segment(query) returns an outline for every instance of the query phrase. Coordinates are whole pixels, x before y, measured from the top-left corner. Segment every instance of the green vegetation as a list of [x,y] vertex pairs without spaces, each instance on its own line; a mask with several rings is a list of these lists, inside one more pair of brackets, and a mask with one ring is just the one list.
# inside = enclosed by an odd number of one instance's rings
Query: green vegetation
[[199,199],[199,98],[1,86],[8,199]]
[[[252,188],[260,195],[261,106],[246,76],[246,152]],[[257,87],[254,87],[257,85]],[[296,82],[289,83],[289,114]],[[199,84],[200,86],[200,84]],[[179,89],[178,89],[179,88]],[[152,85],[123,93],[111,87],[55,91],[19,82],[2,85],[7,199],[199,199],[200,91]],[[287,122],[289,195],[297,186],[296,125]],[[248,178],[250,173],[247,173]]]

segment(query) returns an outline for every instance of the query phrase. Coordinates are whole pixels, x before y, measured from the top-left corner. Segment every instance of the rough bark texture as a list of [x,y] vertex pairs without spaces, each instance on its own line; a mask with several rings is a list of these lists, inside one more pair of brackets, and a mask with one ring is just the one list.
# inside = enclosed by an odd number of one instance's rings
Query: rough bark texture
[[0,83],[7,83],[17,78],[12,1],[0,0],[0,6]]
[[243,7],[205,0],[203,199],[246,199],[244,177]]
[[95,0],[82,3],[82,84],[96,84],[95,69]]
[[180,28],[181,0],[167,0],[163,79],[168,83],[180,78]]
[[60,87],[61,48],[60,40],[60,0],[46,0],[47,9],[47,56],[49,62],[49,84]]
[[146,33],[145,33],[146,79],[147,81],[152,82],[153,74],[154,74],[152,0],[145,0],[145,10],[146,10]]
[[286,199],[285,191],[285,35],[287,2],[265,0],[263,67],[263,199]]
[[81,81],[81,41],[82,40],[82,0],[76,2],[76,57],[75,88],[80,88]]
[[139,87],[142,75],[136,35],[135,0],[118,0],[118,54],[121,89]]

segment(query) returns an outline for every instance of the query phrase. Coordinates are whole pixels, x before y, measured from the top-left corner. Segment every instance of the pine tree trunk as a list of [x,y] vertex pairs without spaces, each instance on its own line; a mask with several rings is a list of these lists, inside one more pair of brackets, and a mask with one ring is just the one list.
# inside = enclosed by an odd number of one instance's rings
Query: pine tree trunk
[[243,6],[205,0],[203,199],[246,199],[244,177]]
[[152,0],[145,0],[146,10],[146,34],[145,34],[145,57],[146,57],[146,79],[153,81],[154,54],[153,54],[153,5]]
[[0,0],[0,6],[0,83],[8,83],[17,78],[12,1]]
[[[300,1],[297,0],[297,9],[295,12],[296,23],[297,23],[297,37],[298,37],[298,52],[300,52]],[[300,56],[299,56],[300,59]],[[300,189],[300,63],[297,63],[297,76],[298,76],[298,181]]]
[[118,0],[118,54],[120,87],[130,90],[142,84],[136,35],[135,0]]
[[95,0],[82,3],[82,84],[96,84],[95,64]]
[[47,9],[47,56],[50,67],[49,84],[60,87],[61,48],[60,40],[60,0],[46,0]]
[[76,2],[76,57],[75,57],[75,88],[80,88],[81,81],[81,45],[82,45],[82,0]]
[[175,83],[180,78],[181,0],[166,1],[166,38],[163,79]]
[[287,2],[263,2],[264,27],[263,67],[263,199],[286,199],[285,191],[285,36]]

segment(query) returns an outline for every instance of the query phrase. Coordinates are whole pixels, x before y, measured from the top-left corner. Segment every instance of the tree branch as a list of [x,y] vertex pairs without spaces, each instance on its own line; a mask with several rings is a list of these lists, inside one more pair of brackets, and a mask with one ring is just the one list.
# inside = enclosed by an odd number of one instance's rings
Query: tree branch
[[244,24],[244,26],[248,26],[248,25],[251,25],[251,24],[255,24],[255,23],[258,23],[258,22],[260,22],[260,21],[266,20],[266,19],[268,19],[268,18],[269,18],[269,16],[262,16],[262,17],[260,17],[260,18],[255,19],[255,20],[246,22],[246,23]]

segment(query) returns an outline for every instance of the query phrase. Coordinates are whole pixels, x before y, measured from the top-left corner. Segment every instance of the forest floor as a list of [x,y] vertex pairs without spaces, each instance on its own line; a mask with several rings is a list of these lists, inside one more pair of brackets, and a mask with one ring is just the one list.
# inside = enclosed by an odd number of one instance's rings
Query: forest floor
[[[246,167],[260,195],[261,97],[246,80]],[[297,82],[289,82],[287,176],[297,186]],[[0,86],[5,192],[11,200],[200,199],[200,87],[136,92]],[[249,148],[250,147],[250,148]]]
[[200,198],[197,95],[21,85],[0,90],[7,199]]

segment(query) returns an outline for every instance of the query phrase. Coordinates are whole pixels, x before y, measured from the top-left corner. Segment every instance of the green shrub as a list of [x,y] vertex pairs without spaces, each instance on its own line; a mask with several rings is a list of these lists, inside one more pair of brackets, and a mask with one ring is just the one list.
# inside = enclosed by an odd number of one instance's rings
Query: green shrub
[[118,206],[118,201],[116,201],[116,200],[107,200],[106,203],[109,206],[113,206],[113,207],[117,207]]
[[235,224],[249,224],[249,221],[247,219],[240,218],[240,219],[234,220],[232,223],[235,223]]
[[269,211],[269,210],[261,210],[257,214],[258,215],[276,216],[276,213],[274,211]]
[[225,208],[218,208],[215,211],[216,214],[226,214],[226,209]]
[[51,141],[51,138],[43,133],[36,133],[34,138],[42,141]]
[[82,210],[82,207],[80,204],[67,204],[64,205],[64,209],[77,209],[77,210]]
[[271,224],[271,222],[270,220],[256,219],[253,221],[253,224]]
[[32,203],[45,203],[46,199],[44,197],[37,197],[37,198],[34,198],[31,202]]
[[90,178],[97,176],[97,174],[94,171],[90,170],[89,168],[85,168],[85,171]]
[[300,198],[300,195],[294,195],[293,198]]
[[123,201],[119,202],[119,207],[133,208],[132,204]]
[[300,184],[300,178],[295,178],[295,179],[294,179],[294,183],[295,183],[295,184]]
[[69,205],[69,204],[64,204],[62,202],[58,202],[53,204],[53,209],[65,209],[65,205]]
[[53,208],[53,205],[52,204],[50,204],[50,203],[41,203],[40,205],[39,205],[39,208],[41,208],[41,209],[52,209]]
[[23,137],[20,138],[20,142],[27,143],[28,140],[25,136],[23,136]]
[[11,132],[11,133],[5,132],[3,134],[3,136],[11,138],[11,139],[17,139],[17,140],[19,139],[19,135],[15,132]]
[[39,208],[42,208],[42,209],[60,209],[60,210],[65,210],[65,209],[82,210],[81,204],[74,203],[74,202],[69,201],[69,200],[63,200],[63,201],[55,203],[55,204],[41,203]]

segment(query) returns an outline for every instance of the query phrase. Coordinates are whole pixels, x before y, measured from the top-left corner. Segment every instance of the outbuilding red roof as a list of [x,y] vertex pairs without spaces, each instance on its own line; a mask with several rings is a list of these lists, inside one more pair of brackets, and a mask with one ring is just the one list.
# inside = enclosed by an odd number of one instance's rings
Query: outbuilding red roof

::::::::::

» Exercise requirements:
Would you return the entries exactly as they stand?

» Answer section:
segment(query) returns an outline for every instance of the query phrase. Coordinates are whole pixels, x before y, measured from the top-left corner. Segment every instance of the green vegetation as a list of [x,y] vertex pairs without spaces, each instance on its own line; a mask with several rings is a list of these lists, inside one more pair of brackets, and a mask with one ring is just the one list.
# inside = enclosed by an odd number of one instance's rings
Query: green vegetation
[[199,199],[199,98],[1,86],[8,199]]
[[[252,188],[260,195],[261,106],[246,76],[246,152]],[[257,87],[254,87],[257,85]],[[296,82],[289,83],[289,114]],[[199,84],[200,86],[200,84]],[[179,89],[178,89],[179,88]],[[152,85],[123,93],[111,87],[55,91],[19,82],[2,85],[7,199],[199,199],[200,91]],[[287,122],[289,195],[297,186],[296,125]],[[248,178],[250,173],[247,173]]]

segment(query) returns an outline for every instance of the query phrase. Coordinates are whole pixels, x before y, measured from the top-left corner. Segment every instance of the rough bark texture as a list of [x,y] vertex pairs without spaces, each instance on its own line; a mask with several rings is a list of these lists, inside one more pair of brackets, and a mask with one ring is just the one list.
# inside = enclosed by an odd number of one instance's rings
Query: rough bark texture
[[0,83],[7,83],[17,78],[12,1],[0,0],[0,6]]
[[243,7],[205,0],[203,199],[246,199],[244,177]]
[[95,0],[82,3],[82,84],[96,84],[95,69]]
[[180,28],[181,0],[167,0],[163,79],[168,83],[180,78]]
[[60,87],[61,48],[60,40],[60,0],[46,0],[47,9],[47,56],[49,62],[49,84]]
[[146,33],[145,33],[146,79],[147,81],[152,82],[153,74],[154,74],[152,0],[145,0],[145,10],[146,10]]
[[286,199],[285,191],[285,35],[287,2],[265,0],[263,67],[263,199]]
[[81,81],[81,41],[82,40],[82,0],[76,2],[76,57],[75,88],[80,88]]
[[139,87],[142,75],[136,35],[135,0],[118,0],[118,54],[121,89]]

segment(query) returns an outline for every instance of the query phrase. Coordinates are whole pixels, x before y, measured from the top-left corner. Segment every instance of the pine tree trunk as a list of [x,y] vertex pairs without spaces, each instance on its own line; a mask with several rings is a list of these lists, inside one more pair of brackets, and a mask with one ring is just the one list.
# inside = enclosed by an odd number of one instance's rings
Query: pine tree trunk
[[243,6],[205,0],[203,199],[246,199],[244,177]]
[[152,0],[145,0],[146,10],[146,34],[145,34],[145,57],[146,57],[146,79],[153,81],[154,54],[153,54],[153,5]]
[[0,0],[0,6],[0,83],[8,83],[17,78],[12,1]]
[[[300,1],[297,0],[297,9],[295,12],[296,23],[297,23],[297,37],[298,37],[298,52],[300,52]],[[300,56],[299,56],[300,59]],[[300,189],[300,63],[297,63],[297,76],[298,76],[298,181]]]
[[118,0],[118,54],[120,87],[130,90],[142,84],[136,35],[135,0]]
[[95,0],[82,3],[82,84],[96,84],[95,64]]
[[47,9],[47,56],[50,67],[49,84],[60,87],[61,48],[60,40],[60,0],[46,0]]
[[76,2],[76,57],[75,57],[75,88],[80,88],[81,81],[81,45],[82,45],[82,0]]
[[175,83],[180,78],[181,0],[166,1],[166,38],[163,79]]
[[287,2],[263,2],[264,27],[263,67],[263,199],[286,199],[285,191],[285,36]]

segment(query) returns an outline for every instance of the query phrase. Coordinates are whole pixels, x before y, measured from the top-left corner. Segment every instance of the tree branch as a list of [x,y] vertex pairs without spaces, each instance on its own line; a mask with several rings is a list of these lists, inside one more pair of brackets, and a mask with one ring is just the one list.
# inside = enclosed by an odd number of one instance's rings
Query: tree branch
[[244,24],[244,26],[248,26],[248,25],[251,25],[251,24],[255,24],[255,23],[258,23],[258,22],[260,22],[260,21],[266,20],[266,19],[268,19],[268,18],[269,18],[269,16],[262,16],[262,17],[260,17],[260,18],[255,19],[255,20],[246,22],[246,23]]

segment(query) returns an outline for every instance of the query phrase. Coordinates are whole pixels, x before y, measured from the top-left corner. Segment every instance of the forest floor as a list of [x,y] vertex pairs without spaces, each instance on its own line; a mask with several rings is a list of these lists, inside one more pair of brackets, and a mask with one ring is just the one list.
# inside = enclosed by an odd number of one instance's rings
Query: forest floor
[[[246,167],[260,195],[261,97],[246,80]],[[297,82],[289,82],[287,176],[297,186]],[[0,86],[5,192],[11,200],[200,199],[200,87],[136,92]],[[249,148],[250,147],[250,148]]]
[[200,198],[197,95],[21,85],[0,90],[7,199]]

segment(query) returns an outline for every instance of the query phrase. Coordinates are whole pixels, x before y, measured from the top-left corner. Segment every instance of the green shrub as a list of [x,y] vertex pairs without spaces, each instance on its own line; a mask with several rings is a list of these lists, inside one more pair of brackets, and a mask with one ring is just the one list.
# inside = enclosed by an odd number of one instance's rings
Query: green shrub
[[118,206],[118,201],[116,201],[116,200],[107,200],[106,203],[109,206],[113,206],[113,207],[117,207]]
[[235,224],[249,224],[249,221],[247,219],[240,218],[240,219],[234,220],[232,223],[235,223]]
[[269,211],[269,210],[261,210],[257,214],[258,215],[276,216],[276,213],[274,211]]
[[225,208],[218,208],[215,211],[216,214],[226,214],[226,209]]
[[51,141],[51,138],[43,133],[36,133],[34,138],[42,141]]
[[82,210],[82,207],[80,204],[67,204],[64,205],[64,209],[77,209],[77,210]]
[[271,224],[271,222],[270,220],[256,219],[253,221],[253,224]]
[[32,203],[45,203],[46,199],[44,197],[37,197],[37,198],[34,198],[31,202]]
[[90,178],[97,176],[97,174],[94,171],[90,170],[89,168],[85,168],[85,171]]
[[300,198],[300,195],[294,195],[293,198]]
[[123,201],[119,202],[119,207],[133,208],[132,204]]
[[300,184],[300,178],[295,178],[295,179],[294,179],[294,183],[295,183],[295,184]]
[[69,205],[69,204],[64,204],[62,202],[58,202],[53,204],[53,209],[65,209],[65,205]]
[[53,208],[53,205],[52,204],[50,204],[50,203],[41,203],[40,205],[39,205],[39,208],[41,208],[41,209],[52,209]]
[[23,137],[20,138],[20,142],[27,143],[28,140],[25,136],[23,136]]
[[11,132],[11,133],[5,132],[3,134],[3,136],[11,138],[11,139],[17,139],[17,140],[19,139],[19,135],[15,132]]
[[39,208],[42,208],[42,209],[60,209],[60,210],[65,210],[65,209],[82,210],[81,204],[74,203],[74,202],[69,201],[69,200],[63,200],[63,201],[55,203],[55,204],[41,203]]

segment(query) returns an outline for every instance of the query phrase. Coordinates are whole pixels, x before y, measured from the top-left corner. Segment every instance of the outbuilding red roof as a list of [x,y] vertex pairs without spaces, each instance on its own line; a mask with several rings is a list of these lists, inside one more pair of brackets, and a mask with one ring is just the one list.
# inside = enclosed by an odd number of one instance's rings
Query: outbuilding red roof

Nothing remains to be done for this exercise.